== PASSAGE ==
I was always at the top of my class.
Getting good grades in school was expected because my parents knew that I was capable. I remember hearing that other kids received payments for “A’s,” and I brought this idea to my parents, but they weren’t interested. The grade mattered less than doing your best. That was the expectation.
Sitting in the Small Business Development Center, across from my first business coach, he asked what my close rate was. I wasn’t as business savvy then. I had to ask for the explanation, “How many people decide to work with you once they learn about your service?”
“Oh, that’s easy, almost all of them,” I responded.
I could see the look of skepticism. And asked, “That’s not unusual, right?”
Wrong. It was very unusual.
The discussion continued on goals and my success at reaching them. I stated matter-of-factly, “I achieve ALL of my goals. After all, I teach people how to set goals. I should be able to do it myself, right?”
It wasn’t long after that that I began reaching beyond the familiar. I started moving into areas that stretched my imagination and success rate.
My close rate dropped.
And so did my goal achievement.
What I didn’t know then – or didn’t have the term for – was that I was a “High Achiever.”
One night when the early Sappari Solutions, LLC team was enjoying dinner together, we went around the table and shared one word that described the person next to us. My good friend’s husband said, “Achiever.” That was me! I accepted it and embraced it. I felt “seen.”
And then, the night that I was admitted to the hospital at 31 years old for chest pains, he adjusted my title to “Overachiever.”
And I’m not the only one.
There are others out there like me.
Maybe you are an overachiever, too.
We have a tendency to surround ourselves with people who think like us.
But is being an overachiever all it’s cracked up to be?
VeryWellMind shared this about overachievers:
“Overachievers tend to believe that the only thing that matters is reaching the outcome. They judge themselves by this standard and they also believe that others judge them in the same way.
Failure is not just part of the process for an overachiever—it is how they measure their worthiness. Poor outcomes can be devastating, so an overachiever will go to any ends to avoid such failings.

== DATA EXCERPTS ==
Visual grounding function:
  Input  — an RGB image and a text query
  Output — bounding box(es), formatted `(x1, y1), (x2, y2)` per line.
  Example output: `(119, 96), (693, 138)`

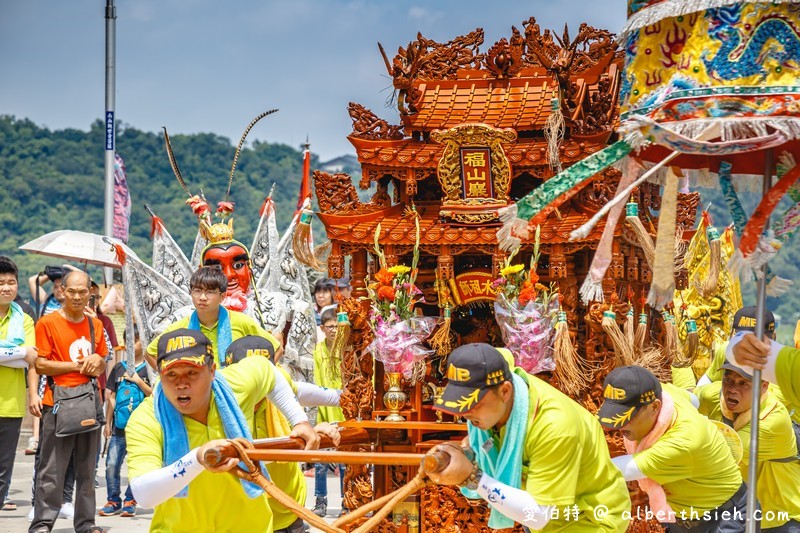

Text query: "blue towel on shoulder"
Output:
(0, 302), (25, 348)
(461, 374), (530, 529)
(153, 372), (269, 498)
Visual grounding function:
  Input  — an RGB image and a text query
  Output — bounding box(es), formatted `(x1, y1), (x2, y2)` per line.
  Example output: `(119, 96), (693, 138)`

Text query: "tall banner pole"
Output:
(103, 0), (117, 284)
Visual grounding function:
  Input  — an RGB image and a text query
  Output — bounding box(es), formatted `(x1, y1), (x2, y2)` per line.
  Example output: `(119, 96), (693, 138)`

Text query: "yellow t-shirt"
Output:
(495, 369), (631, 533)
(671, 366), (697, 390)
(775, 346), (800, 418)
(633, 385), (742, 519)
(147, 311), (280, 368)
(125, 357), (275, 533)
(314, 341), (344, 422)
(695, 382), (800, 528)
(0, 307), (36, 418)
(253, 367), (306, 529)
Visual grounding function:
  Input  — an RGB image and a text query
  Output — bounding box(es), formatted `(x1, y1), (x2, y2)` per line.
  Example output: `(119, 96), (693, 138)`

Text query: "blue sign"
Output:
(106, 111), (114, 150)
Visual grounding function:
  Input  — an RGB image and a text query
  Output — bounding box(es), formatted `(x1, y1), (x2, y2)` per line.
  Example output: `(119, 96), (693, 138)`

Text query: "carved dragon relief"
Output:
(431, 124), (517, 206)
(347, 102), (403, 140)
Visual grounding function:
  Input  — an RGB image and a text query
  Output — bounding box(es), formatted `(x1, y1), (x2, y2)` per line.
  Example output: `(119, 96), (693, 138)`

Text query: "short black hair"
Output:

== WORK ORDER ==
Can you repeat, word for word, the stretch of the overachiever essay from "We have a tendency" through "the same way."?

== SOLVED PROBLEM ==
We have a tendency to surround ourselves with people who think like us.
But is being an overachiever all it’s cracked up to be?
VeryWellMind shared this about overachievers:
“Overachievers tend to believe that the only thing that matters is reaching the outcome. They judge themselves by this standard and they also believe that others judge them in the same way.